====== DOCUMENT PASSAGE ======

Recently, I came across the following oddity. Nesting {}-enclosed format fields seems to work in both Python 2.7 and 3.6, but I can't find anything in the docs to say that should be so. For example, I get the following result on both 3.6 and 2.7:

>>> '{:{}.{}f}'.format(27.5, 6, 2) ' 27.50' 

Has anyone seen this before, and is it an intended feature? Normally, I'd dismiss this as an implementation quirk, and maybe report it as a bug. Two things, though: Python docs don't always put all the information in the place I'd look for it, and this is a Very Nice Feature to have.

 


This is documented at the end of the introduction to the "Format String Syntax" section:

A format_spec field can also include nested replacement fields within it. These nested replacement fields may contain a field name, conversion flag and format specification, but deeper nesting is not allowed. The replacement fields within the format_spec are substituted before the format_spec string is interpreted. This allows the formatting of a value to be dynamically specified.

======

_WRITTEN TASK A_
Condense the paragraph in the passage on nested format fields that begins "A format_spec field can also include" into a short bulleted list that keeps its main facts.
_WRITTEN TASK B_
Pull out every line of the records that includes the word "blue".

====== RECORDS SUPPLIED ======

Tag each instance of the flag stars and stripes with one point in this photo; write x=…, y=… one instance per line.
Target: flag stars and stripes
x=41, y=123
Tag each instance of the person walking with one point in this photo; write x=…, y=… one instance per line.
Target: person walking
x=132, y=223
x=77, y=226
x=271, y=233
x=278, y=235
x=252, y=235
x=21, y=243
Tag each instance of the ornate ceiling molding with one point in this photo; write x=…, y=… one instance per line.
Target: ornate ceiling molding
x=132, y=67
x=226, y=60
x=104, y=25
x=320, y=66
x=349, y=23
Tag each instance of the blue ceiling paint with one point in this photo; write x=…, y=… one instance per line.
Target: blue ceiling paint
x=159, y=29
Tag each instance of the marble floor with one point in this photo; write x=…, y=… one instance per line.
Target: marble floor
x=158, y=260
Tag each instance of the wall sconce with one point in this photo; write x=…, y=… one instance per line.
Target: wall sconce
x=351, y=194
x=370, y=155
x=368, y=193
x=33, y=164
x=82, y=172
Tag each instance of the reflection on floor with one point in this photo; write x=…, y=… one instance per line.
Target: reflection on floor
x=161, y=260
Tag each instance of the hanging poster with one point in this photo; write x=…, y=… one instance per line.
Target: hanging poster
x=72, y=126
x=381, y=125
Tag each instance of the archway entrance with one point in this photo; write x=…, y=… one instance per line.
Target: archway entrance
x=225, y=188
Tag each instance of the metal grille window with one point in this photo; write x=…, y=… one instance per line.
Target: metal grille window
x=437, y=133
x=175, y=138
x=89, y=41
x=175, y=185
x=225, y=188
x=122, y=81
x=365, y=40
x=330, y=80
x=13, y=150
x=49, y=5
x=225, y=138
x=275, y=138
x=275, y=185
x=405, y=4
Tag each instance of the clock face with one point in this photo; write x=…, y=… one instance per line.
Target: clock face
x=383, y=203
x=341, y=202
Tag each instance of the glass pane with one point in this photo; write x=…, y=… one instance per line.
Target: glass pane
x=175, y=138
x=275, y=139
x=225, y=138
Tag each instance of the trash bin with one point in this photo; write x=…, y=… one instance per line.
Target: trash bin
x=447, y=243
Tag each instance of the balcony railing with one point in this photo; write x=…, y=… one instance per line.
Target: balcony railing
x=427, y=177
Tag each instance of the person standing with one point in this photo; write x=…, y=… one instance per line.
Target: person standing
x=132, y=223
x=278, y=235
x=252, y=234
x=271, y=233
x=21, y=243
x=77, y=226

======

_CORRECT RESPONSE A_
- A format_spec field can contain nested replacement fields.
- These nested fields may hold a field name, conversion flag, and format specification, but they can't be nested any deeper.
- They are substituted before the format_spec string is interpreted.
- This lets a value's formatting be specified dynamically.

_CORRECT RESPONSE B_
Tag each instance of the blue ceiling paint with one point in this photo; write x=…, y=… one instance per line.
Target: blue ceiling paint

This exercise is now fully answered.